---------- MATERIAL SUPPLIED
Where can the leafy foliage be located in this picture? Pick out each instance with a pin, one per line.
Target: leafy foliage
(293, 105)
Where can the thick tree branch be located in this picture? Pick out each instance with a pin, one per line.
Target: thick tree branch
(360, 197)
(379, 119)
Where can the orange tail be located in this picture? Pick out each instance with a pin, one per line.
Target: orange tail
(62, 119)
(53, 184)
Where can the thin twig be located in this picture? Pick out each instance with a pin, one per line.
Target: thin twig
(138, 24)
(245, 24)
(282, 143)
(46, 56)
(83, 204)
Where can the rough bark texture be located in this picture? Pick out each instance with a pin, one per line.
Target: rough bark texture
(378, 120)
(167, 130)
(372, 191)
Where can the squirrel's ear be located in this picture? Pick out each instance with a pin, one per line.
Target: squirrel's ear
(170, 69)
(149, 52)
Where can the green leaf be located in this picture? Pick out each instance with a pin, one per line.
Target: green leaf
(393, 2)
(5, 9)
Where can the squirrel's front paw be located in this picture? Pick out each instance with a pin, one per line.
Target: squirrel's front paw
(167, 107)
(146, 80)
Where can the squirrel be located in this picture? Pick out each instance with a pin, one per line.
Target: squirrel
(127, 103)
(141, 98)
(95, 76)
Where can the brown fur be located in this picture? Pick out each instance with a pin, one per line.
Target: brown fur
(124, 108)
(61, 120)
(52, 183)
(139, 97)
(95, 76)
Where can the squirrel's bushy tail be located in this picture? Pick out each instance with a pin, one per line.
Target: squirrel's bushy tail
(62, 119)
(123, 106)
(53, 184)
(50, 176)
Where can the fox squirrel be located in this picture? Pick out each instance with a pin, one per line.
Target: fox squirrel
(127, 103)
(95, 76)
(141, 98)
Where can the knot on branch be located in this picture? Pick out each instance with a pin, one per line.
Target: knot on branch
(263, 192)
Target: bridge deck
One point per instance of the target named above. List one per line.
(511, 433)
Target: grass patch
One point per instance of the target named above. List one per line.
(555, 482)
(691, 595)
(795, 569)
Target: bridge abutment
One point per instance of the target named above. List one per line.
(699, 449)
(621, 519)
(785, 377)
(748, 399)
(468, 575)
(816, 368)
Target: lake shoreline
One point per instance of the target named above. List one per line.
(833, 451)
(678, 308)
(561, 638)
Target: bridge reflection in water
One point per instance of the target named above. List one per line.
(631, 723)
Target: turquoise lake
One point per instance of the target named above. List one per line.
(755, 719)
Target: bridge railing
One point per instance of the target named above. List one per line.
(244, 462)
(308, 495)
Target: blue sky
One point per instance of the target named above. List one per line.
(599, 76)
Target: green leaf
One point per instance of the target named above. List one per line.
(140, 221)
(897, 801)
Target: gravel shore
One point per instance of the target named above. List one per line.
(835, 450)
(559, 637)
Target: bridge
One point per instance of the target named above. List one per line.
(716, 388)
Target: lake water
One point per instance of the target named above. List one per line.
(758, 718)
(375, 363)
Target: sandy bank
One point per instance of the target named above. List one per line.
--------------------
> EXERCISE AIM:
Extract every line of the entries above and reproduce each one without any change.

> EXERCISE RESULT:
Where can the leafy foliage be located in this picture? Pick out each instance with a pin, one per line.
Target: leafy foliage
(293, 105)
Where can the thick tree branch be located in this picture? Pick out each instance with a pin, one per line.
Target: thick tree branch
(360, 197)
(379, 119)
Where can the orange tail be located in this picture? Pick out each instance with a pin, one per line.
Target: orange tail
(62, 119)
(53, 184)
Where can the thin twig be located in this picture? Pick out each instance with a pin, one per line.
Target: thin twig
(138, 24)
(245, 24)
(282, 143)
(46, 56)
(83, 204)
Where can the rough bark texture be located in this picture? Pick out each instance with a pin, one per line.
Target: rough bark texture
(378, 120)
(167, 130)
(372, 191)
Where can the squirrel's ear be located in this picture? Pick out each instance with a pin, one per line.
Target: squirrel's ear
(170, 69)
(149, 52)
Where can the green leaf be located in this picture? Pick out each instance with a pin, one per line.
Target: green leaf
(393, 2)
(5, 9)
Where can the squirrel's front paw be located in this picture? Pick out each instance with a pin, one per line.
Target: squirrel's front paw
(167, 107)
(146, 80)
Where can the squirrel be located in this picture? Pick out each instance with a pin, one per line.
Target: squirrel
(127, 103)
(141, 98)
(95, 76)
Where can the brown fur be located in this picture? Pick out each instance with a pin, one per line.
Target: brown fur
(124, 108)
(61, 120)
(52, 183)
(139, 97)
(95, 76)
Where can the squirrel's bushy tail be located in this picture? Pick out each instance with a pin, one per line.
Target: squirrel's bushy tail
(62, 119)
(123, 106)
(53, 184)
(50, 176)
Where can the fox squirrel be located in this picture? Pick out each instance with a pin, one per line.
Target: fox squirrel
(127, 103)
(95, 76)
(141, 98)
Where can the knot on branch be located in this picture? Pick out each instance with a pin, one per line.
Target: knot on branch
(263, 192)
Target: bridge deck
One point per instance of the target named above. List one per line.
(511, 433)
Target: grass patch
One point per instance of the target named above. List one per line.
(555, 482)
(691, 595)
(795, 569)
Target: bridge abutment
One point per instance of the target named above. List one per line.
(699, 449)
(621, 519)
(785, 377)
(748, 399)
(468, 575)
(816, 368)
Target: lake shoreline
One point per instance of the target named above. List one per line.
(833, 451)
(678, 308)
(561, 638)
Target: bridge reflection in water
One point per instance of the target named above. List one per line.
(631, 723)
Target: turquoise lake
One point per instance of the target named above. List one per line.
(755, 719)
Target: bridge railing
One point per instance of the target named above. List one per line.
(244, 462)
(308, 495)
Target: blue sky
One point per instance of the target named above. List one per line.
(599, 76)
Target: green leaf
One point per instance of the target named above. List one per line.
(140, 221)
(897, 801)
Target: gravel shore
One point per instance of the target named above. List one per line.
(835, 450)
(559, 637)
Target: bridge
One point per instance of the target named above. List one per line.
(716, 388)
Target: lake water
One point per instance of the target named above. List one per line.
(758, 718)
(375, 363)
Target: sandy bank
One point per instance of the target named above. List one per line.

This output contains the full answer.